Stored entries:
————

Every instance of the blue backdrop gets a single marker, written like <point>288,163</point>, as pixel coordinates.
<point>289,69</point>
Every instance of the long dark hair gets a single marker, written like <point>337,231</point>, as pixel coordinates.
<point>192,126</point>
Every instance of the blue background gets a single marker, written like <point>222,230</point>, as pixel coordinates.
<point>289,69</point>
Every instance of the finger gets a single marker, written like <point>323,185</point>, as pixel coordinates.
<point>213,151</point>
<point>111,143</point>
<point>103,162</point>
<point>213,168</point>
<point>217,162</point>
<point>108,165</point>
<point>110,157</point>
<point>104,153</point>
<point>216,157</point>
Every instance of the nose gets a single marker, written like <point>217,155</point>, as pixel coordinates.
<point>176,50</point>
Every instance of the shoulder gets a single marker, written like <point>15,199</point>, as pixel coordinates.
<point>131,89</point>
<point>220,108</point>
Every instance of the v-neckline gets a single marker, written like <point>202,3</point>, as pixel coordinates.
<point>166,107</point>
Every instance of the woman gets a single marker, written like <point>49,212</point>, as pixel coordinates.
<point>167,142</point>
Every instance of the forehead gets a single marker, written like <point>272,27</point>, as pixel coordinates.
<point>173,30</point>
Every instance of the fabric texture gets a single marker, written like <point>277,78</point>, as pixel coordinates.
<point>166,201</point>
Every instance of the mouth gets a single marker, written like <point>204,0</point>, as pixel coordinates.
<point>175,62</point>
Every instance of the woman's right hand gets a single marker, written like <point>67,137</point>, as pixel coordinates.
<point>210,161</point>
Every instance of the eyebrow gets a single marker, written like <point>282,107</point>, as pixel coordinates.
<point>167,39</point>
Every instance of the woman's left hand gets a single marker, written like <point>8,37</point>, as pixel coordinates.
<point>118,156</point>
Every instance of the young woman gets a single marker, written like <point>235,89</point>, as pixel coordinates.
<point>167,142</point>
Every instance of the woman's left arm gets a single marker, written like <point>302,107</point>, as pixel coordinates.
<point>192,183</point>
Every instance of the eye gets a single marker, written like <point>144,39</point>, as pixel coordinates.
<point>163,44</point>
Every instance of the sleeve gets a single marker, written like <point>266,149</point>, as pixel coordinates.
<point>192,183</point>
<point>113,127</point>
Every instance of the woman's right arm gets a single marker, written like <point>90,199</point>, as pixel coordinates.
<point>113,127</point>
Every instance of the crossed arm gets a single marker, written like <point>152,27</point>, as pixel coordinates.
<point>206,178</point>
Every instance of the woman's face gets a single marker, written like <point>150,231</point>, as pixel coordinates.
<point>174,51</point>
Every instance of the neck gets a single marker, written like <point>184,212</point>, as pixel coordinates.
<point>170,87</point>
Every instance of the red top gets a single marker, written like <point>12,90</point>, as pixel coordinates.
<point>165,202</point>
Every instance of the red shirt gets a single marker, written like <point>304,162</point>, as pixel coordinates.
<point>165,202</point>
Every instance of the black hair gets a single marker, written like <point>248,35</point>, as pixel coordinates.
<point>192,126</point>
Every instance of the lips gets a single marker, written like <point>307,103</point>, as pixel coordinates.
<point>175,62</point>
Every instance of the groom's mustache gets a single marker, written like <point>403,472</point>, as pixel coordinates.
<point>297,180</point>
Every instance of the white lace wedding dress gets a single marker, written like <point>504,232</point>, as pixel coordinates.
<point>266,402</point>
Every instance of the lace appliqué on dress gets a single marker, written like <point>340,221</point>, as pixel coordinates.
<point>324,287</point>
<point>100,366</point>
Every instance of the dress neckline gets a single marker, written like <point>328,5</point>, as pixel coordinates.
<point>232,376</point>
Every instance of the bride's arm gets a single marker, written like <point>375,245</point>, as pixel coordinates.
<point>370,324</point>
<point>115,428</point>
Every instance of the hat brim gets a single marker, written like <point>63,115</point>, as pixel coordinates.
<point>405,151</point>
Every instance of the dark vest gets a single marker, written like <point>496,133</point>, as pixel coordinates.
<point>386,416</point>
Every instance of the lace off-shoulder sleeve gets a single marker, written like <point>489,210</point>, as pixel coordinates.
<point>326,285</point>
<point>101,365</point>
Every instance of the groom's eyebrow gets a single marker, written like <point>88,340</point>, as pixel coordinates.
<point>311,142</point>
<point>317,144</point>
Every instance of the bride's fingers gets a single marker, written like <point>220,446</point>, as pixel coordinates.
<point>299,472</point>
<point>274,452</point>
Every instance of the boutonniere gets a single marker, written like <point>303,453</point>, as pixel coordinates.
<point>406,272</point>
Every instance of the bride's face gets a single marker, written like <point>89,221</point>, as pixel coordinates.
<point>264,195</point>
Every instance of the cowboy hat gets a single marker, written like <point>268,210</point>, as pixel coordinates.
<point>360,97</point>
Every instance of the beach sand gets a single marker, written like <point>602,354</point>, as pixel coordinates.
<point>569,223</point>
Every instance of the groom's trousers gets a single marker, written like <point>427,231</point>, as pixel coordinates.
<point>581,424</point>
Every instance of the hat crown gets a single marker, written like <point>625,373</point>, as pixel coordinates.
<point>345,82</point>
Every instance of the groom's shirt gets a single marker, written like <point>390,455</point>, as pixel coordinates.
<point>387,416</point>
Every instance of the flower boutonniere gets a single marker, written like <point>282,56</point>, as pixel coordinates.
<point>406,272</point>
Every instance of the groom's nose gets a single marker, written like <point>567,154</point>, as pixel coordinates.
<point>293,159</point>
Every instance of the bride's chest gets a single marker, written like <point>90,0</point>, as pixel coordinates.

————

All entries must be repeated exactly.

| Answer to this task |
Every instance of the blue backdrop gets a single marker, written like <point>288,163</point>, as pixel coordinates.
<point>289,69</point>
Every instance of the long dark hair gets a single marker, written like <point>337,231</point>, as pixel coordinates.
<point>192,126</point>
Every instance of the blue background gets a single marker, written like <point>222,230</point>, as pixel coordinates.
<point>289,69</point>
Every instance of the finger gets a single marker, written like <point>323,185</point>, as pixel coordinates.
<point>213,151</point>
<point>111,143</point>
<point>103,162</point>
<point>213,168</point>
<point>217,162</point>
<point>108,165</point>
<point>110,157</point>
<point>104,153</point>
<point>216,157</point>
Every instance of the nose gets a single marker, written like <point>217,155</point>, as pixel coordinates.
<point>176,50</point>
Every instance of the shoulder gets a single marker, written like <point>15,199</point>, as pixel coordinates.
<point>131,89</point>
<point>220,108</point>
Every instance of the v-neckline gets a single marker, written like <point>202,3</point>, as pixel coordinates.
<point>166,107</point>
Every instance of the woman gets a single marker, written like <point>49,212</point>, as pixel coordinates.
<point>167,142</point>
Every instance of the forehead gets a single marker, written like <point>272,27</point>, as pixel coordinates.
<point>173,30</point>
Every instance of the fabric texture gets a single marker, written like <point>277,78</point>, as pixel coordinates.
<point>166,201</point>
Every instance of the mouth gets a single marker, written like <point>204,0</point>, as pixel coordinates.
<point>175,62</point>
Every instance of the woman's right hand gets a single marker, written like <point>67,137</point>, as pixel coordinates.
<point>210,161</point>
Every instance of the eyebrow gets a single marker, written like <point>282,107</point>, as pixel coordinates.
<point>167,39</point>
Every instance of the woman's left hand gets a single marker, written like <point>8,37</point>, as pixel coordinates.
<point>118,156</point>
Every instance of the young woman gets a single marker, written like <point>235,89</point>, as pixel coordinates.
<point>167,142</point>
Every instance of the woman's left arm gets a single marker, written like <point>302,107</point>, as pixel coordinates.
<point>192,183</point>
Every instance of the eye gets a single marker, written like <point>144,39</point>, as pixel coordinates.
<point>163,44</point>
Every instance of the sleeve gets a single marker, written like <point>266,149</point>, as pixel coordinates.
<point>192,183</point>
<point>113,127</point>
Every instance of the woman's right arm gets a single marker, written like <point>90,199</point>, as pixel coordinates.
<point>113,127</point>
Every instance of the crossed arm gets a single marker, written like <point>152,27</point>, as pixel coordinates.
<point>206,178</point>
Every instance of the woman's face gets a single marker, written like <point>150,231</point>, as pixel coordinates.
<point>174,51</point>
Every instance of the neck gets a single marker, written like <point>184,212</point>, as pixel coordinates.
<point>170,87</point>
Every instance of the red top gets a single marker, written like <point>12,90</point>, as pixel coordinates.
<point>165,202</point>
Every instance of the red shirt gets a single marker, written like <point>304,162</point>, as pixel coordinates.
<point>165,202</point>
Every instance of the black hair gets a single marker, written like <point>248,35</point>, as pixel coordinates.
<point>192,126</point>
Every instance of the lips gets a single marker, written like <point>307,103</point>, as pixel coordinates.
<point>175,62</point>
Every instance of the groom's mustache gets a single marker, written like <point>403,472</point>, as pixel coordinates.
<point>297,180</point>
Every instance of the white lace wedding dress gets a single marker, written like <point>504,232</point>, as pixel coordinates.
<point>266,402</point>
Every instance of the lace appliqué on dress gets a single marker, written like <point>340,221</point>, as pixel coordinates.
<point>324,287</point>
<point>100,366</point>
Every instance of the dress neckline gets a single marker, written like <point>328,5</point>, as pixel coordinates.
<point>232,376</point>
Every instance of the bride's arm gets a single marker, written like <point>375,245</point>, as pixel coordinates.
<point>370,324</point>
<point>115,428</point>
Every instance of the hat brim gets a single marker, written like <point>63,115</point>, as pixel coordinates.
<point>405,151</point>
Every instance of the dark vest gets a single marker, written like <point>496,133</point>, as pixel coordinates.
<point>386,416</point>
Every instance of the lace off-shoulder sleeve gets a single marker, written like <point>489,210</point>, as pixel coordinates.
<point>326,285</point>
<point>101,365</point>
Every instance of the groom's eyebrow gets a single marker, written like <point>88,340</point>, as pixel coordinates.
<point>311,142</point>
<point>317,144</point>
Every instance of the bride's fingers gets a single marker, written like <point>220,446</point>, as pixel coordinates.
<point>299,472</point>
<point>274,452</point>
Every instance of the boutonniere gets a single marker, written like <point>303,453</point>, as pixel coordinates.
<point>406,272</point>
Every instance of the bride's face gets a single marker, written like <point>89,221</point>, as pixel coordinates.
<point>264,195</point>
Every instance of the cowboy hat gets a single marker, written like <point>268,210</point>, as pixel coordinates.
<point>360,97</point>
Every instance of the beach sand gets a single marker, written like <point>602,354</point>, as pixel coordinates.
<point>569,223</point>
Every instance of the groom's trousers gets a single marker, written like <point>427,231</point>, as pixel coordinates.
<point>581,424</point>
Every instance of the hat crown gets a single marker, written like <point>625,373</point>, as pixel coordinates.
<point>345,82</point>
Every instance of the groom's shirt gets a single marker, written like <point>390,455</point>, as pixel coordinates.
<point>387,416</point>
Every instance of the flower boutonniere gets a single marker, written like <point>282,56</point>, as pixel coordinates.
<point>406,272</point>
Every instance of the groom's nose gets a single marker, written like <point>567,154</point>, as pixel coordinates.
<point>293,159</point>
Every instance of the bride's chest gets a single marker, written like <point>90,0</point>, as pixel coordinates.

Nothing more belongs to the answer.